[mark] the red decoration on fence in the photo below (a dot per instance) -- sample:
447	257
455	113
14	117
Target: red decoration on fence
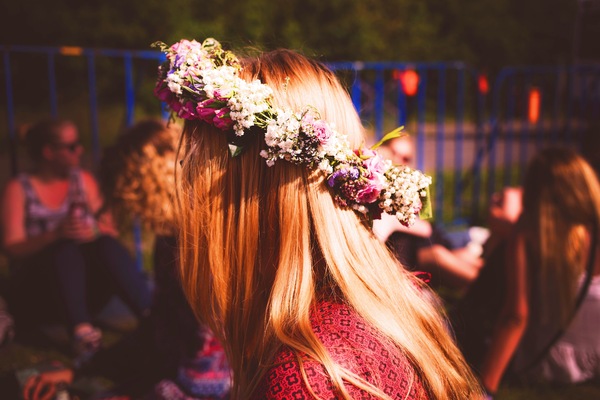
483	85
409	80
534	105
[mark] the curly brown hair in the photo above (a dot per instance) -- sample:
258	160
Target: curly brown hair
137	175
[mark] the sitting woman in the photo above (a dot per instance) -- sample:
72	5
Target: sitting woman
276	251
66	260
547	325
452	258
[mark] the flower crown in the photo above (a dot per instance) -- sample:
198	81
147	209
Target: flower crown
200	81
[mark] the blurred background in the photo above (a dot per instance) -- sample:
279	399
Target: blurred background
481	84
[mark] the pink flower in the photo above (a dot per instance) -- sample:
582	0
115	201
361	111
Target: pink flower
187	110
373	161
221	119
368	194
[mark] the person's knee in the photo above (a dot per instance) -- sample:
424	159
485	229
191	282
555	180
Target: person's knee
64	251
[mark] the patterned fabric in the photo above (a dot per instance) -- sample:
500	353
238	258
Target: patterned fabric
39	218
353	344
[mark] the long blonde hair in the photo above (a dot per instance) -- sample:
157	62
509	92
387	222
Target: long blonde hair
260	246
561	201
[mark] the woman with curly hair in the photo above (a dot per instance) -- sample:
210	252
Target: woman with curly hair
63	248
276	253
183	356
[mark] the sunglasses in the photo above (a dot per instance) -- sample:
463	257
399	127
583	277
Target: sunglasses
68	146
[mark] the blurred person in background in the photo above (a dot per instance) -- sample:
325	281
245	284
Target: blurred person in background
65	259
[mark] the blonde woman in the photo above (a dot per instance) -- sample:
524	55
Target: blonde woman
549	321
275	253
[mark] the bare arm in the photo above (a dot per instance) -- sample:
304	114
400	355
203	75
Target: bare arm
15	242
388	224
513	318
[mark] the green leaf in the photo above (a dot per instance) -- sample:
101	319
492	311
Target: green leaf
390	135
235	150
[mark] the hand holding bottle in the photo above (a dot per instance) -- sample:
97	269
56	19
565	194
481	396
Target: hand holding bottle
76	226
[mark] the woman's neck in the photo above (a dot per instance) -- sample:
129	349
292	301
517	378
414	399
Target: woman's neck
48	173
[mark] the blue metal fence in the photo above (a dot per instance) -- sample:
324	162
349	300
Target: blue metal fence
464	136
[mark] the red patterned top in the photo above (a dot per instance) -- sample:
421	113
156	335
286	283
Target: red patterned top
355	345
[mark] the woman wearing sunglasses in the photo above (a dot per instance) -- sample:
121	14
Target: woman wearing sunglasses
65	259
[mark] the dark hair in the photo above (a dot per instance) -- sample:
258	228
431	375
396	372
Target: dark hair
43	133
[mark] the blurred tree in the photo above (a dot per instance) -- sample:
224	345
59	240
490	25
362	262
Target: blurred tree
484	32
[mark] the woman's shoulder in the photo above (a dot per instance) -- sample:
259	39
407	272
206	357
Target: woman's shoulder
13	188
354	345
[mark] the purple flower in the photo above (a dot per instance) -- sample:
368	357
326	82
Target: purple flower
187	110
372	161
337	175
368	194
221	119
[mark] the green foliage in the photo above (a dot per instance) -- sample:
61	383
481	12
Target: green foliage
486	33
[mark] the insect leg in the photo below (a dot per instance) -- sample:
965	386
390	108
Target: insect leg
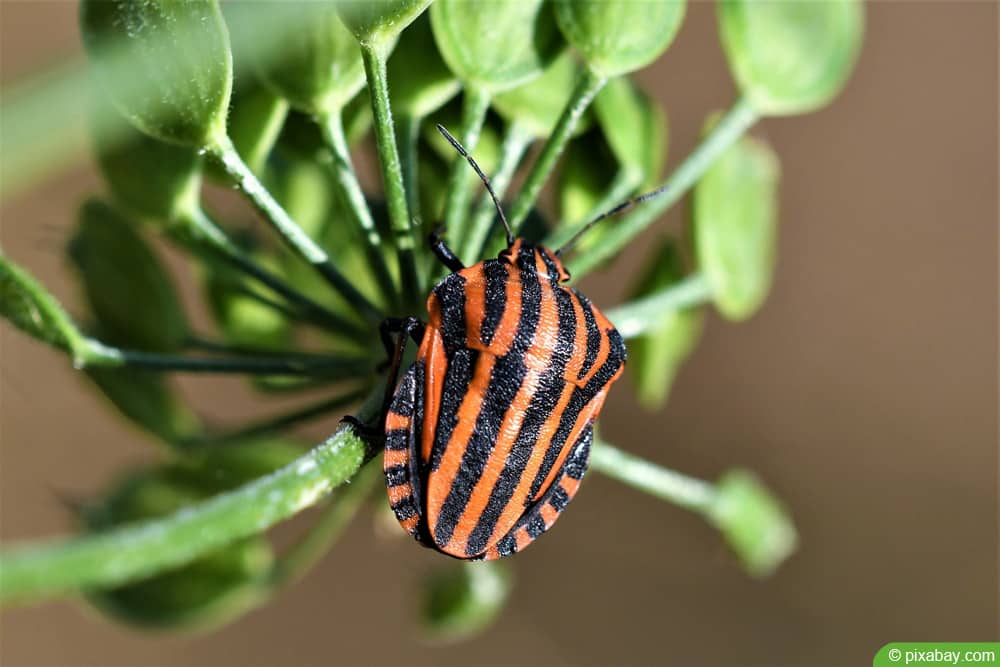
444	254
543	513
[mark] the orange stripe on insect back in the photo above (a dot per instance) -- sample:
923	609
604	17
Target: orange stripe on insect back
503	337
540	358
395	421
435	367
399	493
519	499
395	457
439	483
587	415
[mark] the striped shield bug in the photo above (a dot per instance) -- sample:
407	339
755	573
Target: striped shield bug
488	433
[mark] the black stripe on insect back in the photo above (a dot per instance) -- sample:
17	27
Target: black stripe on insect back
451	296
578	400
593	335
543	403
497	278
505	381
456	380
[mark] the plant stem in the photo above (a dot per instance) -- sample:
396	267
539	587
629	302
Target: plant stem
99	354
392	174
225	153
305	553
625	182
688	492
409	132
273	424
587	87
333	133
729	128
636	317
515	144
475	104
202	230
144	548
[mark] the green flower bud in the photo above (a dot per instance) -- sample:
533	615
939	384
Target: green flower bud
791	57
616	38
320	70
539	103
420	81
735	220
130	293
635	127
464	599
753	522
166	65
147	400
495	46
379	22
656	357
588	169
149	177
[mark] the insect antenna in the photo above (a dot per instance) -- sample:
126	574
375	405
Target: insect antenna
489	188
627	204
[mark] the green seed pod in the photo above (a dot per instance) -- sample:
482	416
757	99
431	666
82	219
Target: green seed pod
166	65
539	103
130	293
464	599
587	171
753	522
635	127
147	400
496	46
149	177
243	319
379	22
657	356
791	57
616	38
32	309
420	81
735	226
319	71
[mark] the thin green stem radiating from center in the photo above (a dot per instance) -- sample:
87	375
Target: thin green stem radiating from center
227	156
332	127
586	88
392	173
725	133
475	104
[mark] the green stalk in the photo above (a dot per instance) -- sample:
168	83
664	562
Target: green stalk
636	317
225	153
99	354
144	548
305	553
681	490
281	422
475	104
333	133
198	228
409	133
392	173
515	144
725	133
586	88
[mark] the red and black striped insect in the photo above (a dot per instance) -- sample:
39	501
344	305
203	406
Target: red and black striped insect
488	434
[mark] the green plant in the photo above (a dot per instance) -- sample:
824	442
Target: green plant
183	542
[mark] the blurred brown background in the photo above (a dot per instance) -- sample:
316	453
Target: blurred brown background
865	393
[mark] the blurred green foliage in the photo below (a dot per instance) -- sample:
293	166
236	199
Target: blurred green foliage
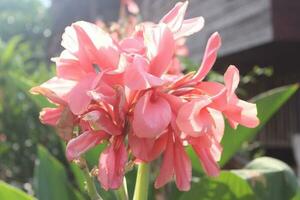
44	172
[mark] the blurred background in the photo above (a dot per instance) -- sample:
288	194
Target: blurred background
261	37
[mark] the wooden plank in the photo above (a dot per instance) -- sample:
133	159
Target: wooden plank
241	23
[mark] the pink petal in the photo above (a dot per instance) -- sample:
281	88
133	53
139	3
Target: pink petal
217	93
91	45
132	45
79	99
193	119
112	166
208	162
50	116
210	56
219	124
160	48
136	77
100	120
189	27
174	18
243	113
167	167
231	79
55	89
147	149
68	66
132	6
81	144
152	115
183	168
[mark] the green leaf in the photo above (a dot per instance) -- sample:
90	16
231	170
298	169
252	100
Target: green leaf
25	85
227	186
10	49
50	178
268	104
8	192
270	178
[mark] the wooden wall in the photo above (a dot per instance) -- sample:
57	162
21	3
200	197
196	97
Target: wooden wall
242	23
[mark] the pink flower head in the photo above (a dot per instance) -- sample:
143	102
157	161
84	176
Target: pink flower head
130	91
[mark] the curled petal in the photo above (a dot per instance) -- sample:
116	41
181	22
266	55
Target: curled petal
243	113
152	115
217	93
65	124
210	56
55	89
137	78
82	143
189	27
167	167
174	18
147	149
160	48
100	121
112	166
50	116
92	45
78	98
132	6
68	66
231	79
207	160
132	45
183	168
193	119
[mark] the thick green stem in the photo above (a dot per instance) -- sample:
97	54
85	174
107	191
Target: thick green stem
142	182
122	193
91	188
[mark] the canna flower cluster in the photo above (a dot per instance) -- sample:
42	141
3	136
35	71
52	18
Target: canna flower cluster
127	93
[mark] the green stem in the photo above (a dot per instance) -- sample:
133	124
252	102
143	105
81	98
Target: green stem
122	193
142	182
91	188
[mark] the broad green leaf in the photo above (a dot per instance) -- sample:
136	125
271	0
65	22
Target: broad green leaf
8	192
50	178
268	103
9	51
227	186
25	85
79	176
270	178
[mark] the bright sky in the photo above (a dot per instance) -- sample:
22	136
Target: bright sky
47	3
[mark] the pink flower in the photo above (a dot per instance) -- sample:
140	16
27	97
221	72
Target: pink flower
131	5
112	165
129	90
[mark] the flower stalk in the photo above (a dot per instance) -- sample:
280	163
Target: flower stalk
122	192
91	188
142	182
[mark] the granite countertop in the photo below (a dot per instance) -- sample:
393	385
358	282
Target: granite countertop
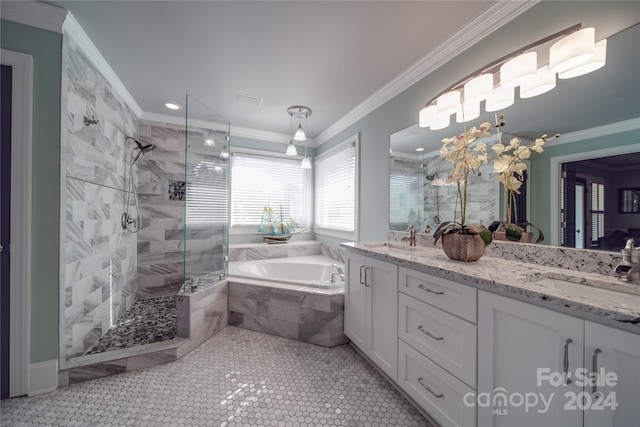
521	280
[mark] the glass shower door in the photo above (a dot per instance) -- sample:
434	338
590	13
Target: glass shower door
206	231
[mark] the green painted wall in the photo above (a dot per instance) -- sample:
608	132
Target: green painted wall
541	171
46	49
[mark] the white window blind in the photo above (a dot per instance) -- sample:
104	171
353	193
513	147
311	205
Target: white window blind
336	188
406	198
257	182
206	192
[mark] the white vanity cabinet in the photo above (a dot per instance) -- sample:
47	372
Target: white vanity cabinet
524	352
437	345
371	310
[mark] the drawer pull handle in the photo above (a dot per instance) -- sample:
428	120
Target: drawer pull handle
421	329
430	290
429	389
594	370
565	364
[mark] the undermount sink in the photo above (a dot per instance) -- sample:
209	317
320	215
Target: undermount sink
623	295
392	245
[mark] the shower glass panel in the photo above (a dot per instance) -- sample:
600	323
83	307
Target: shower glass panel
206	193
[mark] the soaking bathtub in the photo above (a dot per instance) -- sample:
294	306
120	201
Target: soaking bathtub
314	271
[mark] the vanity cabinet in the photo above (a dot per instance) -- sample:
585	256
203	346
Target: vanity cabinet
536	355
437	345
371	310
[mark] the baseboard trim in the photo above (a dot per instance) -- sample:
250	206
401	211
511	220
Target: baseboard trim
43	377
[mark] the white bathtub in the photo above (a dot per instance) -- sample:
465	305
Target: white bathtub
311	270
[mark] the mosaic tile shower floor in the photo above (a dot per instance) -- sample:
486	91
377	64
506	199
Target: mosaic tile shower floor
148	320
237	378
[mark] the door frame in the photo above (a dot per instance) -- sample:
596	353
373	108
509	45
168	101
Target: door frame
556	170
20	236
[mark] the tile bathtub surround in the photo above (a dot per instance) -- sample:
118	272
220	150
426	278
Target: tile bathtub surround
163	244
237	378
305	316
255	251
204	312
587	261
97	257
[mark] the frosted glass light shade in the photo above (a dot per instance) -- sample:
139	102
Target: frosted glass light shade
299	135
306	163
518	70
501	97
543	82
441	122
598	60
471	111
572	50
291	149
427	116
448	103
477	89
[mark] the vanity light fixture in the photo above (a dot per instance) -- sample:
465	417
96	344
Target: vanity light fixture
574	53
299	111
172	105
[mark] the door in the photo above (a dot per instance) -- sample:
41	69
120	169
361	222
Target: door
5	216
523	353
382	278
615	355
355	301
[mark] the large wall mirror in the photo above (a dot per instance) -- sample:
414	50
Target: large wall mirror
581	108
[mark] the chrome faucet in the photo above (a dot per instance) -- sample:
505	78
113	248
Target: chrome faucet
340	273
411	237
628	269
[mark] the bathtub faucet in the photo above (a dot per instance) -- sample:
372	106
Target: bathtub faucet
340	273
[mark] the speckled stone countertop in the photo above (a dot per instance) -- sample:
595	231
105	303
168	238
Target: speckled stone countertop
519	280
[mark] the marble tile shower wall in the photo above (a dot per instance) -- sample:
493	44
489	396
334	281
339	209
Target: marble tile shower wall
161	242
97	258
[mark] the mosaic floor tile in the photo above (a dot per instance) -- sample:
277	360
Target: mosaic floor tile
236	378
149	320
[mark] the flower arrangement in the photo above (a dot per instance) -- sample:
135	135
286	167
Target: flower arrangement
509	167
466	156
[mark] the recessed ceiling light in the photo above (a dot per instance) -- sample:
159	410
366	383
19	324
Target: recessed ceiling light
172	105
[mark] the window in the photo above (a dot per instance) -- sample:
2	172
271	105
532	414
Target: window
258	181
336	190
206	193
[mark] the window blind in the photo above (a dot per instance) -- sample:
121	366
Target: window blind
335	188
257	182
207	197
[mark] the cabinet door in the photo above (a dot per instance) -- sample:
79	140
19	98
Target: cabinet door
515	341
618	365
383	315
355	301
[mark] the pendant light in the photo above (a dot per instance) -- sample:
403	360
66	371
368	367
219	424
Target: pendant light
299	111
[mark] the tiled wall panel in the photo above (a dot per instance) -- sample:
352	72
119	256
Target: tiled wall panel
97	258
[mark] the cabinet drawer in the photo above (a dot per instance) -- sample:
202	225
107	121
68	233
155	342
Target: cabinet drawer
447	340
436	391
447	295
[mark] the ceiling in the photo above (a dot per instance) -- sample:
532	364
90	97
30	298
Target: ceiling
327	55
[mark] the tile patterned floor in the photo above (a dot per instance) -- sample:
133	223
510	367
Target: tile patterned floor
237	378
148	320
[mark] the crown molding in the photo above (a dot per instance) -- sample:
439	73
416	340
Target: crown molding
72	28
596	132
35	14
236	131
480	27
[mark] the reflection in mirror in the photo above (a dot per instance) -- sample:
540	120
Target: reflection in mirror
576	106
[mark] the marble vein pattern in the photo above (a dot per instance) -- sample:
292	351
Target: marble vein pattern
519	279
295	314
97	258
237	378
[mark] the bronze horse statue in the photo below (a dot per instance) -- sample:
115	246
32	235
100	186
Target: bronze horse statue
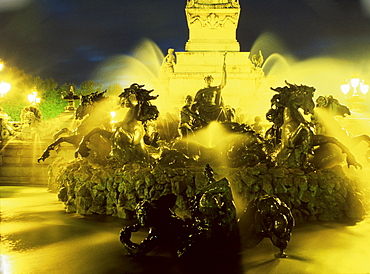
327	108
127	140
292	135
93	111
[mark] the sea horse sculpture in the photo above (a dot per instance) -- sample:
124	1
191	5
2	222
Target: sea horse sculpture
90	118
128	137
267	217
327	108
292	135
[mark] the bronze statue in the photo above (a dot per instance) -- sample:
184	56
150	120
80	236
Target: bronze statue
90	118
292	135
208	101
267	217
128	137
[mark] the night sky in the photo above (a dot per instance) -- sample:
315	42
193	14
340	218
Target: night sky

────────────────────────────────────────

Goal of the exercise -
Reproduce the lines from the one containing "[mark] the cabinet drawer" through the end of the records, inclusive, substituting "point" for every occurrence of "dot" and leaving everything else unchanged. Omit the pictures from the output.

Result -
[mark] the cabinet drawer in the photo above (a point per instance) -- sample:
202	225
107	121
68	233
155	342
Target: cabinet drawer
447	340
436	391
447	295
[mark] the ceiling in the photo above (a point per instance) -- sample:
532	364
90	97
30	298
Target: ceiling
327	55
[mark] the tile patterned floor in the photo above (a point per instance) -- sample:
133	223
510	367
Target: tile patterned floor
237	378
148	320
[mark] the crown molding in the photo above (a point per instance) -- sample:
439	73
416	340
Target: crown molding
72	28
596	132
35	14
236	131
480	27
[mark] the reflection in mirror in the photo above (a point per instance) -- sample:
540	120
Target: reflection in mirror
576	106
[mark] the marble vein pattern in the photo above (a point per instance) -- sample:
292	351
Target: marble vein pattern
519	279
295	314
97	258
237	378
[mark] the bronze horse statue in the photo below (a point per instance) -- sample:
115	246
32	235
100	186
Target: bronze horse statue
327	108
127	140
292	135
93	111
[mark] the sea horse sculpture in the photo above (a point per instance) -- sample:
124	1
191	5
2	222
Target: sea horse sculpture
90	118
128	137
267	217
327	108
292	135
[mark] the bronze statue in the photo above (a point per instance) -- sample:
184	56
150	120
80	236
Target: bronze statue
90	118
292	135
208	101
267	217
128	137
[mark] the night sky in the photo above (a point per instance) -- sample:
315	42
193	14
340	218
Target: night sky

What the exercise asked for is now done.